▸ **WORK INSTRUCTION**: With nothing added and nothing dropped, copy the entire listing.

▸ **RECORDS TO PROCESS**:
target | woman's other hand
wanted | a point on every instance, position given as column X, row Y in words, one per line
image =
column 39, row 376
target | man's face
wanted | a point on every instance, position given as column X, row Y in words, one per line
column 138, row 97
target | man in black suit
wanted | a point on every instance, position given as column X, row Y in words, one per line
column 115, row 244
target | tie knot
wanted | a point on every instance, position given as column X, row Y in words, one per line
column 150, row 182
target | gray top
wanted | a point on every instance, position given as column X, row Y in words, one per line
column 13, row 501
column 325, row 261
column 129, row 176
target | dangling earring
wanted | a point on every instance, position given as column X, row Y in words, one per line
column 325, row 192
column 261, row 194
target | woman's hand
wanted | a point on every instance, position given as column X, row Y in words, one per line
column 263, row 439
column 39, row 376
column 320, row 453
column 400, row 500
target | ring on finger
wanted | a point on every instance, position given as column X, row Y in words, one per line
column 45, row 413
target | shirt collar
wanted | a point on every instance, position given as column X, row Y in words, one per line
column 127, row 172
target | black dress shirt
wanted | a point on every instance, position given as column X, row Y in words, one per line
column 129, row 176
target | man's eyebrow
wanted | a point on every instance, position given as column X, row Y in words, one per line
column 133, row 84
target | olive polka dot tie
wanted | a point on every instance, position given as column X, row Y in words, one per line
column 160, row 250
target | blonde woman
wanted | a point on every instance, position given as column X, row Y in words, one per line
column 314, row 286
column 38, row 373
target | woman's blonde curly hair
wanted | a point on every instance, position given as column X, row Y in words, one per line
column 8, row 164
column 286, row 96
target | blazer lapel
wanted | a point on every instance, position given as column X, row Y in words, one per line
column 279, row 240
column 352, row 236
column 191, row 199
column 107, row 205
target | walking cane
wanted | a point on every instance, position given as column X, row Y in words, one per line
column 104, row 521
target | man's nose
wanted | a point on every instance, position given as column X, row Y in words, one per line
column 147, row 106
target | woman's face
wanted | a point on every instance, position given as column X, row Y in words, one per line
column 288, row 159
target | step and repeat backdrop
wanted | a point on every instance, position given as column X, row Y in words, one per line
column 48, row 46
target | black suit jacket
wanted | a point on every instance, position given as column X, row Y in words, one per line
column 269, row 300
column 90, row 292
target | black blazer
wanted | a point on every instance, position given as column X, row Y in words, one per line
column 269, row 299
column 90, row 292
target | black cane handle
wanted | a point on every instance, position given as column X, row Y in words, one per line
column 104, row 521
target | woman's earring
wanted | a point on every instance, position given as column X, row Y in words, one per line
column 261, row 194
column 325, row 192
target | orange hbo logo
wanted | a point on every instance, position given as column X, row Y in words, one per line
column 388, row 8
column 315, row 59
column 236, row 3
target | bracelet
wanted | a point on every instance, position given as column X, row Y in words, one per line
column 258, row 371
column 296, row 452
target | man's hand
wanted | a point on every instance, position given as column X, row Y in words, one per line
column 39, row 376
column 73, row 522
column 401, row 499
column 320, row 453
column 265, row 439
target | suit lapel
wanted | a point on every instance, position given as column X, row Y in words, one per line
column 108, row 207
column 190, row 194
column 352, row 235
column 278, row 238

▸ **EXERCISE RESPONSE**:
target | woman's other hand
wanted | a point on every instance, position given as column X, row Y in words, one per line
image =
column 39, row 376
target | man's face
wanted | a point on every instance, position given as column X, row Y in words, one per line
column 138, row 97
target | man in black suit
wanted | a point on every instance, position given as column X, row Y in words, one per line
column 115, row 244
target | tie knot
wanted | a point on every instance, position given as column X, row Y in words, one per line
column 150, row 182
target | gray top
wanted | a point on every instance, position given as column X, row Y in words, one per line
column 13, row 501
column 325, row 261
column 129, row 176
target | dangling earring
wanted | a point on every instance, position given as column X, row Y in words, one per line
column 325, row 192
column 261, row 194
target | woman's hand
wanted | a point on every instance, position given as column X, row Y in words, one per line
column 263, row 439
column 39, row 376
column 320, row 453
column 400, row 500
target | ring on finger
wanted | a point on every instance, position given as column X, row Y in words, one per line
column 45, row 413
target | shirt collar
wanted | a point on every instance, position given as column X, row Y in words, one per line
column 127, row 172
target | black dress shirt
wanted | a point on every instance, position given as column X, row Y in words, one per line
column 129, row 176
target | man's eyebrow
wanted | a point on every instance, position given as column X, row Y in words, one per line
column 133, row 84
target | olive polka dot tie
wanted | a point on every instance, position given as column X, row Y in words, one per line
column 160, row 250
target | blonde woman
wanted | a point on every instance, position given as column X, row Y in words, one per line
column 314, row 286
column 38, row 373
target | woman's blonde curly hair
wanted | a point on every instance, position given as column X, row Y in words, one per line
column 8, row 164
column 286, row 96
target | blazer lapel
wanted | a point on every instance, position given as column X, row Y in words, one per line
column 279, row 240
column 352, row 236
column 191, row 199
column 107, row 205
target | walking cane
wanted | a point on every instance, position given as column X, row Y in words, one per line
column 104, row 521
target | man's nose
wanted | a point on every instance, position given as column X, row Y in words, one per line
column 147, row 106
target | woman's face
wanted | a point on every instance, position given as column X, row Y in words, one per line
column 288, row 159
target | step and repeat backdrop
wanted | a point on every instance, position given as column X, row Y in words, one per line
column 48, row 46
target | black suit jacket
wanted | a point on every instance, position given as column X, row Y in words, one per line
column 269, row 300
column 90, row 292
target | black blazer
wanted | a point on every instance, position given as column X, row Y in words, one per line
column 269, row 299
column 90, row 292
target | black cane handle
wanted | a point on every instance, position given as column X, row Y in words, one per line
column 104, row 521
target | woman's earring
wanted | a point on every instance, position given as column X, row Y in words, one per line
column 261, row 194
column 325, row 192
target | orange hbo logo
wanted | a point on every instance, position given as column X, row Y in words, one per line
column 388, row 8
column 315, row 59
column 236, row 3
target | bracelet
wanted | a point on every instance, position given as column X, row Y in words, one per line
column 258, row 371
column 296, row 452
target | man's hand
wanted | a point on every instance, position given as column X, row Y in words, one per line
column 39, row 376
column 73, row 522
column 401, row 499
column 320, row 453
column 265, row 439
target | suit lapel
wanted | a point on every instance, position given as column X, row Y in words, one per line
column 108, row 207
column 190, row 194
column 352, row 235
column 278, row 238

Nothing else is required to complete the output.